**PROBLEM TO SOLVE**
Your reply should consist solely of the lines from the start of the material below through the line containing "[ white sea foam ]", reproduced exactly.
*** Opening DATA UNDER STUDY ***
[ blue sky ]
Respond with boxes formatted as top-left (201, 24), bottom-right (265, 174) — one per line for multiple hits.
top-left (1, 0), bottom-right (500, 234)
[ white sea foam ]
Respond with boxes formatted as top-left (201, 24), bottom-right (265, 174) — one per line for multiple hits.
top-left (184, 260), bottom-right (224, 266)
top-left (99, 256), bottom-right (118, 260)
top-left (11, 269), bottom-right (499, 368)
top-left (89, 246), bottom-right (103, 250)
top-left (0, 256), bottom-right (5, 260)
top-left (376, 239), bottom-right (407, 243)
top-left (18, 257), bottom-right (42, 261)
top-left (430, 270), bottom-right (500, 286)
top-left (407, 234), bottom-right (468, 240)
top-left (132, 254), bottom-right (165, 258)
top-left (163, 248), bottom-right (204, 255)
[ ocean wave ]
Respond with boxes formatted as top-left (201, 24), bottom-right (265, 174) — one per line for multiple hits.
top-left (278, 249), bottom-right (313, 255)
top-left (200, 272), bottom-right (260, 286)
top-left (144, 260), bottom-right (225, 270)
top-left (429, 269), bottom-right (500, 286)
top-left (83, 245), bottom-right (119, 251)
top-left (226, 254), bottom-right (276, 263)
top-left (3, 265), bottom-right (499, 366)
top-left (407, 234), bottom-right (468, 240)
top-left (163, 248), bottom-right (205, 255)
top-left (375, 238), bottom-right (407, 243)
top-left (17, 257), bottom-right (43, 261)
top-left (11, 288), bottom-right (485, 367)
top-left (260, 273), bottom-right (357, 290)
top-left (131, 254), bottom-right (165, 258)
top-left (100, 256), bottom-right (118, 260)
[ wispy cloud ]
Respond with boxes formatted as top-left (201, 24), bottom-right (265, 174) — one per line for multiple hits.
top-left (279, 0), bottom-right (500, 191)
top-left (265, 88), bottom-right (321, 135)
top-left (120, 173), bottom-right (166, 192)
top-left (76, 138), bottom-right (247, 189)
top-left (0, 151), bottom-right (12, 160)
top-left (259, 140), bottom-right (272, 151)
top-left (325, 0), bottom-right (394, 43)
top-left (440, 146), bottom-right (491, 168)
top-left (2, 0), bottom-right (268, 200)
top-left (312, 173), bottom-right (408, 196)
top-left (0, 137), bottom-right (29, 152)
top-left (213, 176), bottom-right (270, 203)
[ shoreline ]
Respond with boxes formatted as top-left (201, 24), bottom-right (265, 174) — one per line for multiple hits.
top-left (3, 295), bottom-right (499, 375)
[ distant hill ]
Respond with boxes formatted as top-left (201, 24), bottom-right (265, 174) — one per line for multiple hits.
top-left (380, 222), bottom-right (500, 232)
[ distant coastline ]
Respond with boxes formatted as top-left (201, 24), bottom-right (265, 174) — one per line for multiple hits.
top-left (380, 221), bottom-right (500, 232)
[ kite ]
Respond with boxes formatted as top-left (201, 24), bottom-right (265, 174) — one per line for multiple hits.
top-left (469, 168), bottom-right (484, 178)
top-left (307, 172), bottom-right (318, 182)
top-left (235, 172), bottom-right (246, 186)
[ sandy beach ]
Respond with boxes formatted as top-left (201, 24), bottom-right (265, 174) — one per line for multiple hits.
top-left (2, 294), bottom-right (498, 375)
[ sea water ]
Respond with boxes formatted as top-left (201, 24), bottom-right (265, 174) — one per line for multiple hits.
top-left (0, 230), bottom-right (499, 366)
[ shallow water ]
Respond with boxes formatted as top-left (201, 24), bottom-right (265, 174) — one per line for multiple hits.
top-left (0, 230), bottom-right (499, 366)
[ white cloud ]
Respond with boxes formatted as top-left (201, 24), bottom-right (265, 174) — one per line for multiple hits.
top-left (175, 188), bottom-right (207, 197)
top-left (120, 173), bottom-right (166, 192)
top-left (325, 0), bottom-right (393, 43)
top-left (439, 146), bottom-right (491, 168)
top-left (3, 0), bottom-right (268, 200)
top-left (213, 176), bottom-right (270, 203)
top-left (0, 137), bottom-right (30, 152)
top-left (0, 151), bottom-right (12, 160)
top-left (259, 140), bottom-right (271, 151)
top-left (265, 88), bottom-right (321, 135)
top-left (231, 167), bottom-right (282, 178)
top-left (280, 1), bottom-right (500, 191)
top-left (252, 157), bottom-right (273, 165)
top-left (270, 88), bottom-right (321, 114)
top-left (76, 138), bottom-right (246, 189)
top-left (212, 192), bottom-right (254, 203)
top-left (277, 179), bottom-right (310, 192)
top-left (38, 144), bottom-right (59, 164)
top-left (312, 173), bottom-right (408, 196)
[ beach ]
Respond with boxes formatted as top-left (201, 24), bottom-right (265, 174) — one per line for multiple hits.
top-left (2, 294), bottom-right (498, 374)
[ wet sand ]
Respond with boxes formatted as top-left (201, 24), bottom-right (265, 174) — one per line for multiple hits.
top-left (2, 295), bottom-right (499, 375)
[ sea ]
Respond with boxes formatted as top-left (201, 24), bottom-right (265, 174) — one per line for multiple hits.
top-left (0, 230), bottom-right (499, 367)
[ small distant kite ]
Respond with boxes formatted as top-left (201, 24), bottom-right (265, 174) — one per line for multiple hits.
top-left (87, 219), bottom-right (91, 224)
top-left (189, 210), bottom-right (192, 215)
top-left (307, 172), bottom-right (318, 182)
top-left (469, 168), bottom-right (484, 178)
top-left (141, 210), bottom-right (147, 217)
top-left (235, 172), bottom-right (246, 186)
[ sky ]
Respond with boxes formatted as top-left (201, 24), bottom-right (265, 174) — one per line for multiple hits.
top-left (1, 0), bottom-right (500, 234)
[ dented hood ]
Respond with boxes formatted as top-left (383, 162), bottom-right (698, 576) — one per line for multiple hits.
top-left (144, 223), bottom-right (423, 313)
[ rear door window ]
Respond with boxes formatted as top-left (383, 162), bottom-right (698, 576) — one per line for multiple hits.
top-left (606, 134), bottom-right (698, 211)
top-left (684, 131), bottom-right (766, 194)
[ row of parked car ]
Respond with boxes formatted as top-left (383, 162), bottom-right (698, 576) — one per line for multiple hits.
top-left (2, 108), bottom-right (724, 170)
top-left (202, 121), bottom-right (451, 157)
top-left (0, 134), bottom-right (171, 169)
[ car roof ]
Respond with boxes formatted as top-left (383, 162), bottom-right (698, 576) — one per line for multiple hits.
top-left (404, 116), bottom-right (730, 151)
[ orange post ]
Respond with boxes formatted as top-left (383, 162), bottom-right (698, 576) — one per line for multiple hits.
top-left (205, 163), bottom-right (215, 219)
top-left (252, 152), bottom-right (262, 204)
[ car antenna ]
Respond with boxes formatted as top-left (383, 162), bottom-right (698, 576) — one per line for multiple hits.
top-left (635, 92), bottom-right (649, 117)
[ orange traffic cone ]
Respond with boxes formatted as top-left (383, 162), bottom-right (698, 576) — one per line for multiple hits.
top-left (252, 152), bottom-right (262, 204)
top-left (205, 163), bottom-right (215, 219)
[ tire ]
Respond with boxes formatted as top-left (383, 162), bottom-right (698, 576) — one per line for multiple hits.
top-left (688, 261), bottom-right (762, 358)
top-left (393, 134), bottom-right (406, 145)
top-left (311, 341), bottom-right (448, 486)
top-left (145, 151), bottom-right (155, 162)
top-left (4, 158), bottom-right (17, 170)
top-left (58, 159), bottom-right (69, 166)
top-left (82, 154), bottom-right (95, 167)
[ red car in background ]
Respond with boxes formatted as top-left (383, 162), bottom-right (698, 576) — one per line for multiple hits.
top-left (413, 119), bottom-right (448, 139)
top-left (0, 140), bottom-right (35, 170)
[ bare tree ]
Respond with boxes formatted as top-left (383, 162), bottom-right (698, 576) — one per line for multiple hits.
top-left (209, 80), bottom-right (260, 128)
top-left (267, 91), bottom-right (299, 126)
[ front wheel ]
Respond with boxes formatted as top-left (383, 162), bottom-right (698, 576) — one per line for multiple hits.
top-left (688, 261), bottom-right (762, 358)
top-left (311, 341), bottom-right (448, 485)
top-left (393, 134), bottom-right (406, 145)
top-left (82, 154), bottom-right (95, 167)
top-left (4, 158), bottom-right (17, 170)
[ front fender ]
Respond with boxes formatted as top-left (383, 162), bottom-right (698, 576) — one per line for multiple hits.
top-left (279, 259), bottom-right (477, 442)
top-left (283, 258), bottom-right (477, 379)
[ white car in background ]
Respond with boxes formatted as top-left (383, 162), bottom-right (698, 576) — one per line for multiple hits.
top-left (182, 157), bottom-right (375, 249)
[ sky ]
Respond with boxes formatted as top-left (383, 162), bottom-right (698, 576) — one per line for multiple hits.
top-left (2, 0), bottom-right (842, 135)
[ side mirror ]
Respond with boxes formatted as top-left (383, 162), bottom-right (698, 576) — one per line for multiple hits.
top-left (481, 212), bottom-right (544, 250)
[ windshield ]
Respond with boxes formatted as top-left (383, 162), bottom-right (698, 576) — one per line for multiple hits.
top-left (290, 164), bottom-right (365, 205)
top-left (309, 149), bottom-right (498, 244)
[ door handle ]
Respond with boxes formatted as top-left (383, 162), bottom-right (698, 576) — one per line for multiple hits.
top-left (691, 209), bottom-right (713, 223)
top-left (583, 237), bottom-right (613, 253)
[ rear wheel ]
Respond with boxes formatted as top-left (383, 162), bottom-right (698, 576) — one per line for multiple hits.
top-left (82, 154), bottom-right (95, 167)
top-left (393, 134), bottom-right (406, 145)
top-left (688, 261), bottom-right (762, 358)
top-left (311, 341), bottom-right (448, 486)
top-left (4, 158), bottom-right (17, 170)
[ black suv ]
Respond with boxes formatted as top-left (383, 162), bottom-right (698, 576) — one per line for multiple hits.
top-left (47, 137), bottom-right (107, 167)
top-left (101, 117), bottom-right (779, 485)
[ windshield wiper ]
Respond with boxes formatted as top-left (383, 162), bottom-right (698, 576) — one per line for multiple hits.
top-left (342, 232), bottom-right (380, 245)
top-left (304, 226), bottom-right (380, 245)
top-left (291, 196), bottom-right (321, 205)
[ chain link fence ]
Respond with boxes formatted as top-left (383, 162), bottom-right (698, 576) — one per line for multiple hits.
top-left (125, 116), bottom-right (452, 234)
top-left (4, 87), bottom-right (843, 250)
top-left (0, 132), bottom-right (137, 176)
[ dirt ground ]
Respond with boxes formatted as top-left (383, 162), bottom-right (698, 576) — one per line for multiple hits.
*** Closing DATA UNDER STUDY ***
**COMPLETED EXERCISE**
[ blue sky ]
Respond with boxes formatted as top-left (201, 24), bottom-right (265, 174) — one per line for multiple hits.
top-left (1, 0), bottom-right (500, 234)
[ white sea foam ]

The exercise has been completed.